文档节选
╔══
基于KUSU的超大规模Linux集群系统的设计与实现

英文题名：Ultra-large-scale Custer Linux Sstem Design and Implementation Based on KUSU
作者：王维高
论文级别：硕士
学科专业名称：计算机技术
中文关键词：集群 ; 超大规模 ; 高可靠性 ; 高可用性
英文关键词：Cluster ; Ultra-large-scaler ; High-reliability ; High-availability
学位年度：2011
导师：吴江
学科代码：081202
学位授予单位：西北大学

摘要

随着计算机技术进入高速的网络时代,网络业务量、数据流量和计算强度的爆炸性增长,单一的服务器已经难以满足高性能计算的要求。而大型机由于非常昂贵的价格,同时由于硬件和系统软件的专用性,软硬件系统的维护费用也非常高,致使一般的企业无能力购买。集群是利用许多普通的PC机以某种拓扑结构组织起来,成为一个具有高性能计算能力的服务器。而对于超大规模集群的搭建耗时和难以管理成为企业使用集群的瓶颈。
╚══
收集资料
╔══
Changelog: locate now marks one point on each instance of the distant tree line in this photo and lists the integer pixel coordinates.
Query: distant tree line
╚══
待办任务
1. 根据文档节选，这篇论文的学位授予单位是哪所大学？
2. 请把文档节选中从“英文题名：Ultra-large-scale Custer Linux”往下一直到“管理成为企业使用集群的瓶颈。”的全部文字原样抄写出来。

已解问题
1. 西北大学

2.
英文题名：Ultra-large-scale Custer Linux Sstem Design and Implementation Based on KUSU
作者：王维高
论文级别：硕士
学科专业名称：计算机技术
中文关键词：集群 ; 超大规模 ; 高可靠性 ; 高可用性
英文关键词：Cluster ; Ultra-large-scaler ; High-reliability ; High-availability
学位年度：2011
导师：吴江
学科代码：081202
学位授予单位：西北大学

摘要

随着计算机技术进入高速的网络时代,网络业务量、数据流量和计算强度的爆炸性增长,单一的服务器已经难以满足高性能计算的要求。而大型机由于非常昂贵的价格,同时由于硬件和系统软件的专用性,软硬件系统的维护费用也非常高,致使一般的企业无能力购买。集群是利用许多普通的PC机以某种拓扑结构组织起来,成为一个具有高性能计算能力的服务器。而对于超大规模集群的搭建耗时和难以管理成为企业使用集群的瓶颈。